[start]

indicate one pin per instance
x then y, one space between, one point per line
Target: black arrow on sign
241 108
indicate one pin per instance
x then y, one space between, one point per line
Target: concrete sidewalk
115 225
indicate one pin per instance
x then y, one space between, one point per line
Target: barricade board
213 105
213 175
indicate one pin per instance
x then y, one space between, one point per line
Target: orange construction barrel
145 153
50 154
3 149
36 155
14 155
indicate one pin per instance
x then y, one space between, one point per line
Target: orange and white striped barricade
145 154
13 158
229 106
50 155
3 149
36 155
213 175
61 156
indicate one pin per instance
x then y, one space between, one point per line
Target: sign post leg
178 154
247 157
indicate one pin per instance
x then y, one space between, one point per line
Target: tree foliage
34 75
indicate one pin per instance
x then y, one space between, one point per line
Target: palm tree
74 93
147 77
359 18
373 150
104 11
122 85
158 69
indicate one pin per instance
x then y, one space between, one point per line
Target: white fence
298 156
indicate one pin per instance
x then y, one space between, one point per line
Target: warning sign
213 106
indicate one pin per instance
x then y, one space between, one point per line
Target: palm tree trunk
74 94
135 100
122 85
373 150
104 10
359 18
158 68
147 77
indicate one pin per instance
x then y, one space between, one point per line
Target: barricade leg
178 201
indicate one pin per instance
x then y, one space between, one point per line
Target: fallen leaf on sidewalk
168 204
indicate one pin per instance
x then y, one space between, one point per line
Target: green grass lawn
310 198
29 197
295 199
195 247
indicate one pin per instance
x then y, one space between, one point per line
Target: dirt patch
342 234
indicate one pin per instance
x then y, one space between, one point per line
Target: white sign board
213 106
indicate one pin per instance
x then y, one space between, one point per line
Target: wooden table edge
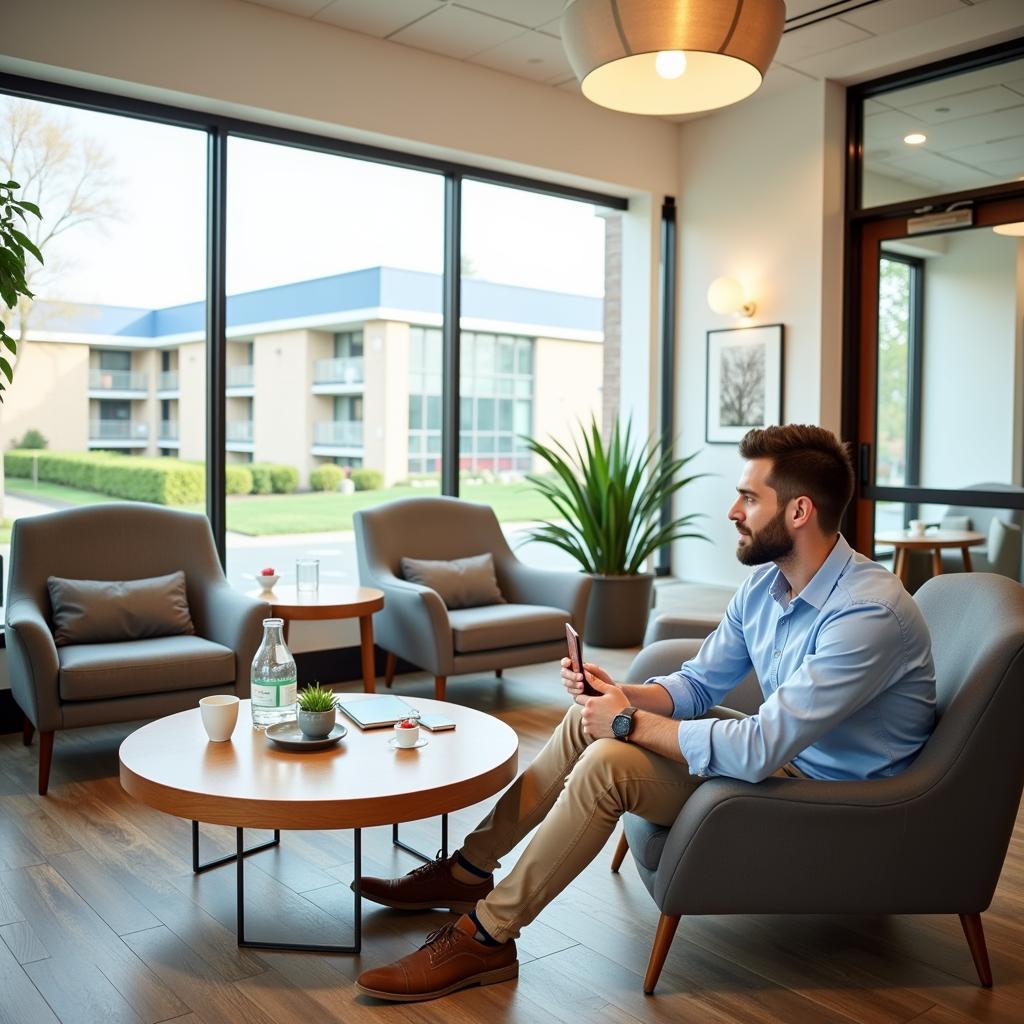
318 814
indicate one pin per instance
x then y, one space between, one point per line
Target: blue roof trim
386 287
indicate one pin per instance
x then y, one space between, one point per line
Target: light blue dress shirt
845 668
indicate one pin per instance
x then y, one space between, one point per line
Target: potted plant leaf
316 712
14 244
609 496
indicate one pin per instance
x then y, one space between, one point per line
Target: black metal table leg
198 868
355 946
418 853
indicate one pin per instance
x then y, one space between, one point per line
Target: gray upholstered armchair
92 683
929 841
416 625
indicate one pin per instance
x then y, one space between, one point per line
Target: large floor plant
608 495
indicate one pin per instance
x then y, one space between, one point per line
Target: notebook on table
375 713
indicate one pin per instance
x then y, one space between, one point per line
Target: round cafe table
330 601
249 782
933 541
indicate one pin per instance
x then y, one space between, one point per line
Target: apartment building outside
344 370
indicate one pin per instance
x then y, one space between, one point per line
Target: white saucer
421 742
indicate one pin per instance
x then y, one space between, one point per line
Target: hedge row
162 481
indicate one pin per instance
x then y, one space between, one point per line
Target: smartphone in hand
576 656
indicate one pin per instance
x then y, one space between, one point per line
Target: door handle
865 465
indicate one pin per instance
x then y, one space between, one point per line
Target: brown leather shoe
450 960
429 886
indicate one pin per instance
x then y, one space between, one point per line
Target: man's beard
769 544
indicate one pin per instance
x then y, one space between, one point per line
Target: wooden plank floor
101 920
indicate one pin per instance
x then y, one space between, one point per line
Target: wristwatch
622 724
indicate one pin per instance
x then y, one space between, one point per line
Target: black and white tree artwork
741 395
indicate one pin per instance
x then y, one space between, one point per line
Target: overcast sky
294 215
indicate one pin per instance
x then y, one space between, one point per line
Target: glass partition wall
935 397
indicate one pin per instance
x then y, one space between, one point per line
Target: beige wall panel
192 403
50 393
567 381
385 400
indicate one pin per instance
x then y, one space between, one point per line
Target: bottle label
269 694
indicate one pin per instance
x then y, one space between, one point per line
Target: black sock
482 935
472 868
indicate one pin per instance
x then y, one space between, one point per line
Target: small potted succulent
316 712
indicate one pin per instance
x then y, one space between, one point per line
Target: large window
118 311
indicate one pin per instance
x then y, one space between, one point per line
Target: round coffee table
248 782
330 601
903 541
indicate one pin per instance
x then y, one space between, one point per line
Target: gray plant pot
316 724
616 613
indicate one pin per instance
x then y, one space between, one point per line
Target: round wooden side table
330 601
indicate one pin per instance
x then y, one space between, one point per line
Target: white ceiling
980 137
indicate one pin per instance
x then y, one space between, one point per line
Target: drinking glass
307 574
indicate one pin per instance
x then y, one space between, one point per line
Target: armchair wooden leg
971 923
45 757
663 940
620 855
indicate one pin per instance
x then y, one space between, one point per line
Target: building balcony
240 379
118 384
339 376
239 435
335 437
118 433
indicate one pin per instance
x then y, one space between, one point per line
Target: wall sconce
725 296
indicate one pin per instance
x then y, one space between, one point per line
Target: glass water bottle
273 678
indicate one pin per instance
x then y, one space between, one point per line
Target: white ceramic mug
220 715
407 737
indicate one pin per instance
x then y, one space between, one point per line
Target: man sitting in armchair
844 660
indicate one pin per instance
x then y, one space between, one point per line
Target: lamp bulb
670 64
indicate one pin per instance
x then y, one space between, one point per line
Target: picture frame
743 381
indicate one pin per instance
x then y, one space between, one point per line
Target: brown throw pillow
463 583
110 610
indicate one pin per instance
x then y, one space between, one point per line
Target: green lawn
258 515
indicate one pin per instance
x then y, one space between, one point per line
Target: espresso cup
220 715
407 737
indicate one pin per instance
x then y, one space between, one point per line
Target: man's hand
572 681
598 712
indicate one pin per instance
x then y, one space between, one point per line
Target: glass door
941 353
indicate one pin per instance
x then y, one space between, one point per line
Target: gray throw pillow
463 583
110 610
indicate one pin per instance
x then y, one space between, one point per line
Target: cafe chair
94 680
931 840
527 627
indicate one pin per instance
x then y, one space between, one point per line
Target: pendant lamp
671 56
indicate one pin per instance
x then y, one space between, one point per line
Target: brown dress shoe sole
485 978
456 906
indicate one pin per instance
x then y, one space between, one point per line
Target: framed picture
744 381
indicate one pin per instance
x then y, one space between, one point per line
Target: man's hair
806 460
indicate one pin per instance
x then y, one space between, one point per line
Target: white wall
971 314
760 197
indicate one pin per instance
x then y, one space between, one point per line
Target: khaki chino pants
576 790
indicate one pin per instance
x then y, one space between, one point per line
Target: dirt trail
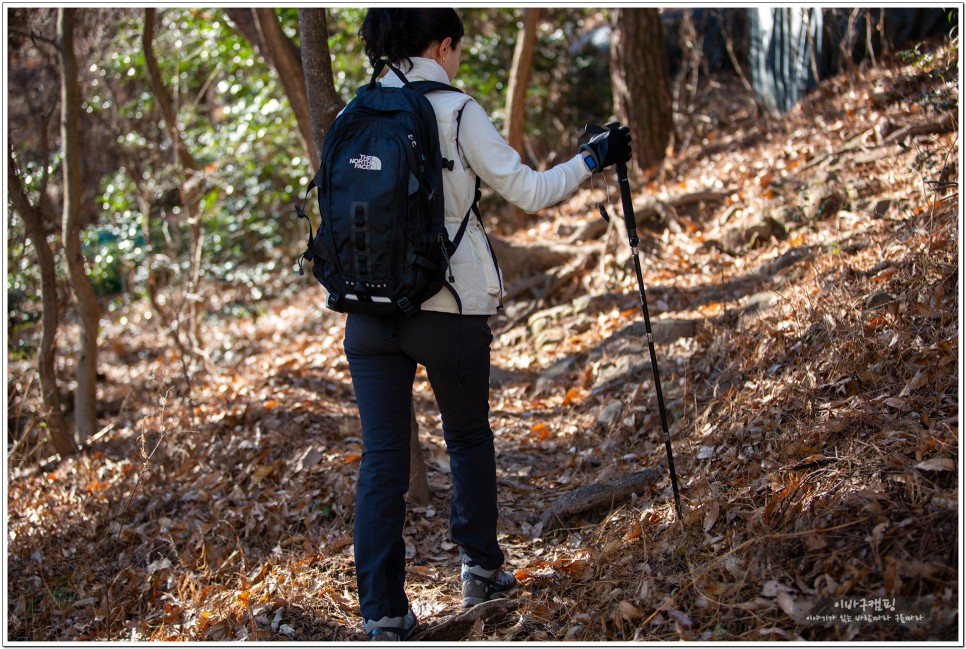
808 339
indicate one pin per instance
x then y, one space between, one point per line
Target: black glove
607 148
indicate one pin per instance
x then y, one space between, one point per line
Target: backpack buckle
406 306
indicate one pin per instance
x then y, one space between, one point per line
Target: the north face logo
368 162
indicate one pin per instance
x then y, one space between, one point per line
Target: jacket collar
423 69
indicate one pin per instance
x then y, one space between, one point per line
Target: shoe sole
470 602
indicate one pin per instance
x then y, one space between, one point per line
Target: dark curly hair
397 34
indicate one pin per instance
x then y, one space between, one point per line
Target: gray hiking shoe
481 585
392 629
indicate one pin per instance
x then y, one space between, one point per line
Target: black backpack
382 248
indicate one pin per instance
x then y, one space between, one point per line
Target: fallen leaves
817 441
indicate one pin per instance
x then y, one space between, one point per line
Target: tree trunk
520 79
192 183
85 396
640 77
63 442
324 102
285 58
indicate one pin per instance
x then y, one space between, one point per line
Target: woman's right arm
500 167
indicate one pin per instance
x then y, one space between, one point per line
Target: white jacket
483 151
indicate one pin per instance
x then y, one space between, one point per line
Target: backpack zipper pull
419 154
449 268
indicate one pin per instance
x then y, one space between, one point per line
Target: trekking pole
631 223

[end]
[start]

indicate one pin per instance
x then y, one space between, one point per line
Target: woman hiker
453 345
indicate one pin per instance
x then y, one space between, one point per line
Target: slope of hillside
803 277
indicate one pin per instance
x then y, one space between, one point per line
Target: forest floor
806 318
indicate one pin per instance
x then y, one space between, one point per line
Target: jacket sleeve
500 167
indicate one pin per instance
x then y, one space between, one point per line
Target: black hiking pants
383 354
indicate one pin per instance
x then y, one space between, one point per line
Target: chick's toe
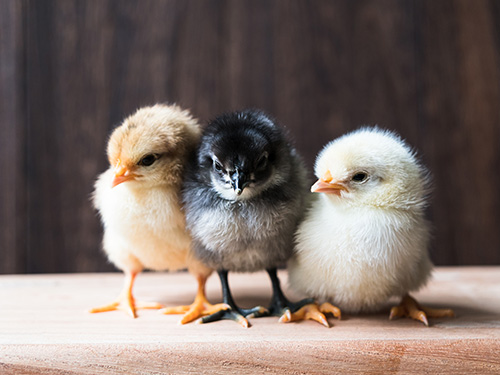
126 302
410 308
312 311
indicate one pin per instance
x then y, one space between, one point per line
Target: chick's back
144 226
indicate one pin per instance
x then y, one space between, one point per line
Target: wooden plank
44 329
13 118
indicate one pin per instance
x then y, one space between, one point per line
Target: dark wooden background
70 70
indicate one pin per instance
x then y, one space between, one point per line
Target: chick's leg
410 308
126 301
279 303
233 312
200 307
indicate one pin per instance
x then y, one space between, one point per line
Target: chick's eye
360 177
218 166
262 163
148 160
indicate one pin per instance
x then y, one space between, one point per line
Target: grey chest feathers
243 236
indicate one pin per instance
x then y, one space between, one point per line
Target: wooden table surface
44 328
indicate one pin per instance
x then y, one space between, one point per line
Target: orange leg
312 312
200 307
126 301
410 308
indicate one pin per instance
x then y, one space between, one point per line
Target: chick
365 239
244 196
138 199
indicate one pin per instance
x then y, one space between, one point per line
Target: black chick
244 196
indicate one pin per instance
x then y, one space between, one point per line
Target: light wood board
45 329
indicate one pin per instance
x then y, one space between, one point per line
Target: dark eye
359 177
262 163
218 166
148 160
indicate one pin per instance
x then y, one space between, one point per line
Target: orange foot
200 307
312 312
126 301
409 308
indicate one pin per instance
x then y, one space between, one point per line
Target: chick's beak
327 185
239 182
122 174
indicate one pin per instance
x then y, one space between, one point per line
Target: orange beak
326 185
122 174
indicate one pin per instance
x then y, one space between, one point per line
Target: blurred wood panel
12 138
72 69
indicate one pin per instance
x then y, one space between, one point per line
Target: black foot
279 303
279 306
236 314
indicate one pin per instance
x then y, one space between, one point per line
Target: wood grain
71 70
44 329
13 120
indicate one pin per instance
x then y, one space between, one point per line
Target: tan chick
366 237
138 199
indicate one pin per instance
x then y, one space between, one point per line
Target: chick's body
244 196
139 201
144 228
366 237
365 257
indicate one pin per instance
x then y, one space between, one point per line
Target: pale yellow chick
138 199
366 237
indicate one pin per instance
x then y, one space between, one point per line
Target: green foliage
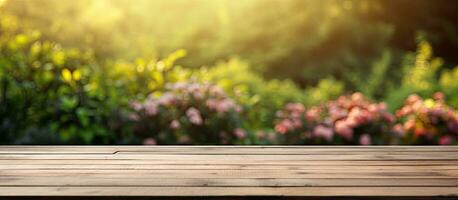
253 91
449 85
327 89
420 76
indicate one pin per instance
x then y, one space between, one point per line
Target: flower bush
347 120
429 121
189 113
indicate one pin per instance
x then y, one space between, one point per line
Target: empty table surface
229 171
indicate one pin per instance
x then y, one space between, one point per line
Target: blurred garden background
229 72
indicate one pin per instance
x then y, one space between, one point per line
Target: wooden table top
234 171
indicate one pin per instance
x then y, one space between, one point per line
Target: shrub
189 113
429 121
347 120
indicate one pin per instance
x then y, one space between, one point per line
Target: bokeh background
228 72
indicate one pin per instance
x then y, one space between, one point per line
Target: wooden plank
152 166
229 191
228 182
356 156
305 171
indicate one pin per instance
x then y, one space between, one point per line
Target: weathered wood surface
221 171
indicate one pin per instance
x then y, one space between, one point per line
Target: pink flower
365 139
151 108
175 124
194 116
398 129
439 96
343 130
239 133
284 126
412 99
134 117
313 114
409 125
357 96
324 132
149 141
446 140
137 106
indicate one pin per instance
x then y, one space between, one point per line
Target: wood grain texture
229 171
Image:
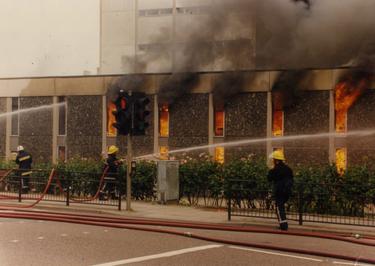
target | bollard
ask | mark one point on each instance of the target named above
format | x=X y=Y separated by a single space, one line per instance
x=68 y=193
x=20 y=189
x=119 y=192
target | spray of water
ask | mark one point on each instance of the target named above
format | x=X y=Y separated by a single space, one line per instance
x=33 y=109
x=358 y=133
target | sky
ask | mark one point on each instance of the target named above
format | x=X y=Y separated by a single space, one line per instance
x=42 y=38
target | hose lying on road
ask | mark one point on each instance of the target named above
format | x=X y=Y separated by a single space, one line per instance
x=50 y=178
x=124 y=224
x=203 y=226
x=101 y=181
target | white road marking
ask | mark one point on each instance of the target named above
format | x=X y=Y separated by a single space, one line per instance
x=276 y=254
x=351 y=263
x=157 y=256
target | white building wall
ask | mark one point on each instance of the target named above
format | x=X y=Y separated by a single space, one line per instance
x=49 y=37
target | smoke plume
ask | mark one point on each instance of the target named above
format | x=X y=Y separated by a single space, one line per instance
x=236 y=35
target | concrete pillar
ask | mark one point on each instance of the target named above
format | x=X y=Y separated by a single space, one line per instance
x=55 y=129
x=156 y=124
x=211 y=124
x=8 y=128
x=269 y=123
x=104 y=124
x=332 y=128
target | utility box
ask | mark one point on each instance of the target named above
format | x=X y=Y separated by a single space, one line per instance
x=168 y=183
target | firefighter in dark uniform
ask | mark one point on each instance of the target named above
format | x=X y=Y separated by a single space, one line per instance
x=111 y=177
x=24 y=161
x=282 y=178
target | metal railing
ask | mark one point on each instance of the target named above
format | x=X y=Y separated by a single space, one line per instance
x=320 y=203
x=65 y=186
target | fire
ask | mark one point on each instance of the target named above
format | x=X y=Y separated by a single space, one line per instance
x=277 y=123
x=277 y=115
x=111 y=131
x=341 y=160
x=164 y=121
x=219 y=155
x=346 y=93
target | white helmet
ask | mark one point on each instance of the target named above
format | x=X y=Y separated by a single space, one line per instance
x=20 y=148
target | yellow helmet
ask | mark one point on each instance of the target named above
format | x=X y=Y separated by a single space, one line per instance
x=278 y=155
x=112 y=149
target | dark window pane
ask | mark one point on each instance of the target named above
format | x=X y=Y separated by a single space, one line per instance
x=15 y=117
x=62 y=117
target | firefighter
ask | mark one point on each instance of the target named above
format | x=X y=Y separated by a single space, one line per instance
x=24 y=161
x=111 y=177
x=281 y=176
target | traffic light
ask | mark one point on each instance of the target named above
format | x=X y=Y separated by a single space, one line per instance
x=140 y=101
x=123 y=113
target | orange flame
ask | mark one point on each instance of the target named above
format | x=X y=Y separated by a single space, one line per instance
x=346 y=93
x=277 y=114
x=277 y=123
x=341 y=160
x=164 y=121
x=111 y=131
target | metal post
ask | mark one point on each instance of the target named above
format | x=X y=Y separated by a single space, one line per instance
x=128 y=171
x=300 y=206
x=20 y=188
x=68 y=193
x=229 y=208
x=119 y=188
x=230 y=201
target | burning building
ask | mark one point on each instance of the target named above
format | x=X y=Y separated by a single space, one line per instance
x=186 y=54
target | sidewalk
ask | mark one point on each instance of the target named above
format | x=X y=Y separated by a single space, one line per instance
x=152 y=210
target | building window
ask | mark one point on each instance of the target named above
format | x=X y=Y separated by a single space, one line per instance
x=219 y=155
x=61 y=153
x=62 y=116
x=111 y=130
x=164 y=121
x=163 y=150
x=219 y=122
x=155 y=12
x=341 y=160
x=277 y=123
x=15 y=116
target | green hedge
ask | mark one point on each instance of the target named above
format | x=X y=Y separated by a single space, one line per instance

[end]

EXERCISE DETAILS —
Rewrite the lines as a numbered list, starting with the line containing "target | hose lying on road" and going on through the line containing "x=157 y=256", both included, and leave out any blank lines.

IN RESPONSE —
1. target | hose lying on road
2. ask | mark one point on each instance of the target named above
3. format | x=X y=Y separated by a single space, one line per instance
4. x=50 y=178
5. x=124 y=224
6. x=203 y=226
7. x=101 y=181
8. target | white road marking
9. ask | mark one point on each instance of the target named above
10. format | x=X y=Y separated by a single space, one line per instance
11. x=276 y=254
12. x=351 y=263
13. x=157 y=256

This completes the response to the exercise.